*** EXERCISE INPUTS Section Begins ***

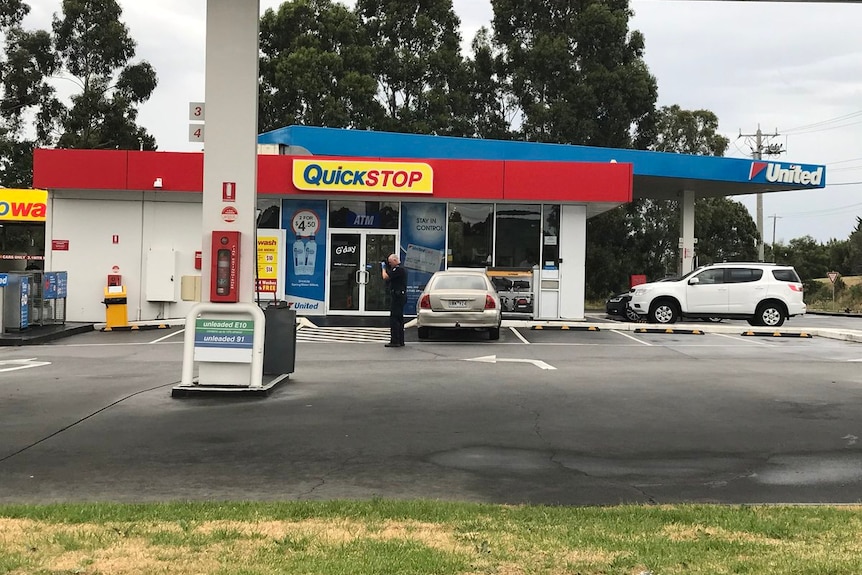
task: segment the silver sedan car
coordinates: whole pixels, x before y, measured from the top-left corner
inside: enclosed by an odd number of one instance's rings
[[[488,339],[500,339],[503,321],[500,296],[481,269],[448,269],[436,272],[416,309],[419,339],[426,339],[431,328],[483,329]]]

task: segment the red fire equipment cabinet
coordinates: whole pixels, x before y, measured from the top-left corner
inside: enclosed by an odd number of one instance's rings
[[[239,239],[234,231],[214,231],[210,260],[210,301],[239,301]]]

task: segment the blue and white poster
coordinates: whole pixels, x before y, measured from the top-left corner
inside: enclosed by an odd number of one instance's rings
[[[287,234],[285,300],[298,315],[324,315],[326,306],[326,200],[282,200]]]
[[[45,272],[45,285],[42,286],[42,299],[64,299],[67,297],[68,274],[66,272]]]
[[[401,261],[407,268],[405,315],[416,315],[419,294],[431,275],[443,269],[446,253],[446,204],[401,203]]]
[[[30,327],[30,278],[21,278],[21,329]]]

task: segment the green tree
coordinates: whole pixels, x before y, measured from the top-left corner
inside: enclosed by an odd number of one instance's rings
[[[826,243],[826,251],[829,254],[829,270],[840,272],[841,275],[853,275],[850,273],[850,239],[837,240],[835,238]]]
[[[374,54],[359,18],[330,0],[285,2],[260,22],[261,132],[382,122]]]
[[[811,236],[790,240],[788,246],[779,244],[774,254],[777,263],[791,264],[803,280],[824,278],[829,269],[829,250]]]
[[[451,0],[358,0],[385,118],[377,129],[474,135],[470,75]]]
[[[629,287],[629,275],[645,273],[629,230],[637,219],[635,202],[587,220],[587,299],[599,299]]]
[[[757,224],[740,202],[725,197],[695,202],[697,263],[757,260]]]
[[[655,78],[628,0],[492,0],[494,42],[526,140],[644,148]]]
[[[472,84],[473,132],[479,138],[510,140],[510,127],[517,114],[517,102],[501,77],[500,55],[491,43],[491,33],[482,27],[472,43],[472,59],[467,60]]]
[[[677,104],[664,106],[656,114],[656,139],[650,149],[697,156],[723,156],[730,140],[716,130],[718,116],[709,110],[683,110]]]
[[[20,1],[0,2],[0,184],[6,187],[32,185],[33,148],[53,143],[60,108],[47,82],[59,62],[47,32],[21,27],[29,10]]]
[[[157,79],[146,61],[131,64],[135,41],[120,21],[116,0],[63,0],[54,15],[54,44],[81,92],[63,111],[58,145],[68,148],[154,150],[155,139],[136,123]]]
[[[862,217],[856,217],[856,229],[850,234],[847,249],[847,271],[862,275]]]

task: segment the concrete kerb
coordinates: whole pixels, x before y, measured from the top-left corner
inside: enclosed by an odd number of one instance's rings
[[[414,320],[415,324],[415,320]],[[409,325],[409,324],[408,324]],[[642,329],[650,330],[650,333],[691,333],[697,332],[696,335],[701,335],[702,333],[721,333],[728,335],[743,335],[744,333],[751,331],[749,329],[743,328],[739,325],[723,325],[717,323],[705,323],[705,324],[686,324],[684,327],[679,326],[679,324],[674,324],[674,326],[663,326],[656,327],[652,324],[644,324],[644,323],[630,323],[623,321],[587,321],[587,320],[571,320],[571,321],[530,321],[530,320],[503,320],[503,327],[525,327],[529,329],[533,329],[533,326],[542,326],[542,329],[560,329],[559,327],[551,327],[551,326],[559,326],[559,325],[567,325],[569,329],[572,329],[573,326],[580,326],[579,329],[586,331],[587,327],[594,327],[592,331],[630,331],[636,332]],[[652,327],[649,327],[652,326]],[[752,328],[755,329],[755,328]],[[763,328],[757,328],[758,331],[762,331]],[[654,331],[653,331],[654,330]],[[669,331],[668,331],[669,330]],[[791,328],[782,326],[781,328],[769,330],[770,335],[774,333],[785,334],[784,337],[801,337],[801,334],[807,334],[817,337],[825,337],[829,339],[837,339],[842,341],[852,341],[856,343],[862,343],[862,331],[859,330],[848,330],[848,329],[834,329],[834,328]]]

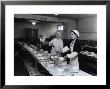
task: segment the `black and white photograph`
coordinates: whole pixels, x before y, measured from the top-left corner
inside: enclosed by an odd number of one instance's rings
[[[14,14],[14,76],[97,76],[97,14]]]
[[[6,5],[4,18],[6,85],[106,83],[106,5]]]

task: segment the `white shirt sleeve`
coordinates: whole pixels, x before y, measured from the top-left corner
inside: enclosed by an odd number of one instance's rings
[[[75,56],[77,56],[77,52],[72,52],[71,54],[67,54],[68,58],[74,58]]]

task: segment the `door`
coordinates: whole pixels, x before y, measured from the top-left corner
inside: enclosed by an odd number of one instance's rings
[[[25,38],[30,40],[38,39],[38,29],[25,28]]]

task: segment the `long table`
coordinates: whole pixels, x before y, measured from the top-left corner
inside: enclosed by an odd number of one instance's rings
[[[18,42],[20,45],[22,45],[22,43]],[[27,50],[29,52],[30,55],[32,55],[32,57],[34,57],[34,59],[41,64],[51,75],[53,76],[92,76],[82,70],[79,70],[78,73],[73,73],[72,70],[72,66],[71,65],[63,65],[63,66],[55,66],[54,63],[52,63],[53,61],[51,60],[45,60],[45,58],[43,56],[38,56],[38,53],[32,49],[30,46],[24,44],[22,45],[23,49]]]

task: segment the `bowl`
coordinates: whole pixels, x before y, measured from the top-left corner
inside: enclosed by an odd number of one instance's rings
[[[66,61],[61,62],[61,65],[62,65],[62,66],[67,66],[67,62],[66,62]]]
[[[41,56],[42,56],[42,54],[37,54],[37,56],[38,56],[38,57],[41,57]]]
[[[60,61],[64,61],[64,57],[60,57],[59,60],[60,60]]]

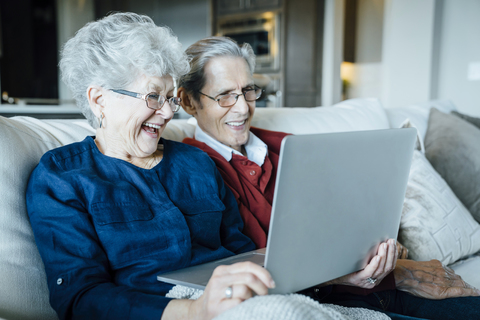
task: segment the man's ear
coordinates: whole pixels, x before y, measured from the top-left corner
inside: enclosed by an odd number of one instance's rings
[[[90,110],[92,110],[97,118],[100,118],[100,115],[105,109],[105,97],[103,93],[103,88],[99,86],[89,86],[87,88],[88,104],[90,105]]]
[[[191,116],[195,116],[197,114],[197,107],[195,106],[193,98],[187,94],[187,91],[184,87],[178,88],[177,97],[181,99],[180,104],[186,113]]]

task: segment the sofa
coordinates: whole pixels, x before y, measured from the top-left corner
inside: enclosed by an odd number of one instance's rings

*** EXERCISE INPUTS Section Ends ***

● **ABOUT THIS EXERCISE**: Show every line of the entries above where the word "task" occurs.

● **RESPONSE AREA**:
task: segment the silver sedan car
task: segment the red fire equipment cabinet
task: segment the blue and white poster
task: segment the green tree
task: segment the concrete kerb
task: segment the `black and white photograph`
task: segment the `white shirt sleeve`
task: segment the `door`
task: segment the `long table`
task: segment the `bowl`
task: segment the man's ear
task: segment the sofa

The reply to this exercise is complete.